- **Description of the task**
Can you repeat the listing below word for word, every line of it, without changing anything?
* start *
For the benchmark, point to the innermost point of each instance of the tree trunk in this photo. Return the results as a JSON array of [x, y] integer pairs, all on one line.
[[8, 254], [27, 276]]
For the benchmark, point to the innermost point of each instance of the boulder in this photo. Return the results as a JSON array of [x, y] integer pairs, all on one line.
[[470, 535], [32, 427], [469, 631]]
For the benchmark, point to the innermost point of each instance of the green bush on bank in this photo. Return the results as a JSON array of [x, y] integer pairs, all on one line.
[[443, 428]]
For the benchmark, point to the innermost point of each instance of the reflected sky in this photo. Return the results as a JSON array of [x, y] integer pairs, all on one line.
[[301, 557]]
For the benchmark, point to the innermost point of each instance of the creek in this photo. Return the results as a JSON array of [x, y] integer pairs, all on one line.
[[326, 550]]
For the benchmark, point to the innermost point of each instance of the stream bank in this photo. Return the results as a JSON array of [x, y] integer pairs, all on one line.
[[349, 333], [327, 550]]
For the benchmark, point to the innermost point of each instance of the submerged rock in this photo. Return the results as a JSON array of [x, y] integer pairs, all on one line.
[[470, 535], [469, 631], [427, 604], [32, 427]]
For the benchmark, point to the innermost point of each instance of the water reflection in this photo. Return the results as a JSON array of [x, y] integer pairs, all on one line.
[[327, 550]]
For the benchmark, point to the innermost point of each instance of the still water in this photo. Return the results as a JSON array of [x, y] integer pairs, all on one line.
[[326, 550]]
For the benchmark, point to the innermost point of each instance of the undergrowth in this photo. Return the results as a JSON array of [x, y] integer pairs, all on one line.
* end *
- **Response**
For the benchmark, point to the innermost point of each instance of the tree trunk in this photo. Return the results as a JSON array of [x, y] integer pairs, all on one line.
[[8, 254], [27, 276]]
For the benchmark, point to the innermost point of each instance of the boulder in this photo. Return the results as a JSON array of [x, y] integer pairs, all on one line.
[[470, 535], [32, 427], [469, 631]]
For the benchmark, point to the innermost point of each instance of the green bush on bank in this photo. Return the results as a JSON array of [x, y] integer pairs, all on one line.
[[443, 428]]
For the benchmark, point to the innermost point of each instance of the reflected sky in this photo. Return the results as a JSON array of [x, y] integer pairs, all on one line.
[[301, 557]]
For the benchmark, point to the innermost point of each instance of the creek in this photo. Return the results as a JSON array of [x, y] integer pairs, all on one line.
[[326, 550]]
For the benchmark, point to the innermost point of each instance of the stream bank in this photo. Return the results as a JSON array of [x, y] integer pairs, all on one line.
[[349, 333], [327, 550]]
For the benchmark, point to the innermost point of each instance of the submerged rock in this photo. Return the results as a JSON array of [x, y] integer pairs, all on one line.
[[470, 535], [469, 631], [427, 604], [32, 427]]
For the benchmark, point to the innermost point of each instance of the water reflection in this photo. Return the results as a JSON array of [x, y] integer pairs, all on one line.
[[327, 550]]
For the benchmark, point to the innermost point of each instance of the still water in this photo. Return the results as a JSON array of [x, y] integer pairs, all on one line.
[[326, 550]]
For the benchmark, point to the innermost point of each instance of the undergrowth in this photo. Return the results as a JSON array of [x, y] integer pairs, all on one line.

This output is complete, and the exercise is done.